He has a new destination and that means how he thinks about these people leaving is different.
A week ago my friend Joshua Strebel tried to change how Pagely was hosting its sites. Over the past week they’ve had troubles, even though they’d done tons of testing and today I received an email apologizing and explaining what they’re going to do now. He’s experiencing the frustrations of trying something new and not having it succeed like he’d hoped. But he’s still moving. Still trying.
He has a new destination and that means how he thinks about this failure is different.
Today I saw a post from the great folks at 8Bit that they’re closing the company down – even though they have a great product, a lot of customers, and are all smart folks. But they’ve realized they may each have different destinations.
So they’re thinking about different destinations and that changes how they’re thinking about their old business.
The Enemy’s Gate is Down
Brian, Josh and John (and team) all realized they had different goals that what other people may have assumed for them. They each realized that the old orientation wouldn’t work. They realized that if they kept the framework of the old paradigm, they’d lose. So they changed the paradigm. They changed the orientation.
In their cases there were no enemies (at least that I know), but there were targets. Goals. Destinations. And each of them were willing to make a change – even if it meant:
- That some subscribers would quit
- That some customers would get frustrated
- That their community might be shocked
There is an Enemy – it’s called Status Quo
If there’s another thread to these three stories, it’s that nothing stays the same. And making no decision is actually making a decision. In some cases that’s the worst decision you can make.
Decision Science 101
When life brings you a decision, you do what I do, I bet. You look at it as an either/or decision. You set up the scenario to process the best of two options.
You know why you do it? Because it’s easier than anything else. But it’s not always the best way to think about things.
◇ ◇ ◇ ◇ ◇ ◇ ◇
§ JOBS:
• 1. Answer these about the passage:
(a) Whose sites did Joshua Strebel try to change the hosting of?
(b) What did the post from 8Bit say they are doing with their company?
(c) What name does the passage give to the enemy?
• 2. Please repeat the passage word for word from "In their cases" to "of two options.".
The rows that come next have nothing to do with the passage.
◇ ◇ ◇ ◇ ◇ ◇ ◇
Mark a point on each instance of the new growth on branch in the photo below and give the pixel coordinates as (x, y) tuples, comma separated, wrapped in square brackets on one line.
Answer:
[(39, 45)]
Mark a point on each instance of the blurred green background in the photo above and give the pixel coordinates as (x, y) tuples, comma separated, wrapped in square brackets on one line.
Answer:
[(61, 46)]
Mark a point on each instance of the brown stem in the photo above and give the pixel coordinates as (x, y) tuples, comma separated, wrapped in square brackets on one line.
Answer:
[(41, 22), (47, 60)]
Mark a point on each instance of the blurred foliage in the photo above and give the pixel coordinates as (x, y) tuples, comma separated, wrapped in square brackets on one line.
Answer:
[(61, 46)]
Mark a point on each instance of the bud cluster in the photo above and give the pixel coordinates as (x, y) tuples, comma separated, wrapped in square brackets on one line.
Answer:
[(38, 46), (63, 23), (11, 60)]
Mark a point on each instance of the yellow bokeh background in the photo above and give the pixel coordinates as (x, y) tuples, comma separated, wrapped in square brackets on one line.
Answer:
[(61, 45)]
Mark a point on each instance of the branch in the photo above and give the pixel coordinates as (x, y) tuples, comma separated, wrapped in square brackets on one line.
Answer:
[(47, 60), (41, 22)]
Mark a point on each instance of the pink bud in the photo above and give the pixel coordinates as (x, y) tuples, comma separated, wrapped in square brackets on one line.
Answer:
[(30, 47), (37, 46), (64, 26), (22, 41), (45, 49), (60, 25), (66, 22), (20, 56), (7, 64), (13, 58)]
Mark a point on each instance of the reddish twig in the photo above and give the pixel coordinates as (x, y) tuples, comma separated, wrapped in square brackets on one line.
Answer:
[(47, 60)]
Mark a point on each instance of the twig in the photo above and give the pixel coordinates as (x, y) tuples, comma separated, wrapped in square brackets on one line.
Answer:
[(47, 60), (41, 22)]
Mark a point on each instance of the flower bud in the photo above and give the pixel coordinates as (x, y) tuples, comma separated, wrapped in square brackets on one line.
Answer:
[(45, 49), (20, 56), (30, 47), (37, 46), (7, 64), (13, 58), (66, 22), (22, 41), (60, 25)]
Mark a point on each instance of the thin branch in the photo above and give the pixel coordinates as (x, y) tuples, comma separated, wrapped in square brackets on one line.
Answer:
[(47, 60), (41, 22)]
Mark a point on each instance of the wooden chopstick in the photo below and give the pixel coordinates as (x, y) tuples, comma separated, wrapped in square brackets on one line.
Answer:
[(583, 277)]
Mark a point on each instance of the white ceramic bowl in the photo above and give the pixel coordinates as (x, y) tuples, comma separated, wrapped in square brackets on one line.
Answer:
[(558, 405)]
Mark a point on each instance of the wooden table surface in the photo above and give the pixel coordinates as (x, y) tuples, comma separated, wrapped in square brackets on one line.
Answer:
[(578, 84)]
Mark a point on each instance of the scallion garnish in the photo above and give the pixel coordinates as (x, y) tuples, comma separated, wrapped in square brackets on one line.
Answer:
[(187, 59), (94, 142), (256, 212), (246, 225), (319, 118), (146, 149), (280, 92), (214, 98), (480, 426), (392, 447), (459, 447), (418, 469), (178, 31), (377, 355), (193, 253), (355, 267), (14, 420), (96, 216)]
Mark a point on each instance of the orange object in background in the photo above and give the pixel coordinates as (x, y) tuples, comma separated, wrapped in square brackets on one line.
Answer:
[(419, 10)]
◇ ◇ ◇ ◇ ◇ ◇ ◇
§ ANSWERS BY TASK:
• 1.
(a) Pagely's
(b) Closing it down
(c) Status Quo

• 2.
In their cases there were no enemies (at least that I know), but there were targets. Goals. Destinations. And each of them were willing to make a change – even if it meant:
- That some subscribers would quit
- That some customers would get frustrated
- That their community might be shocked
There is an Enemy – it’s called Status Quo
If there’s another thread to these three stories, it’s that nothing stays the same. And making no decision is actually making a decision. In some cases that’s the worst decision you can make.
Decision Science 101
When life brings you a decision, you do what I do, I bet. You look at it as an either/or decision. You set up the scenario to process the best of two options.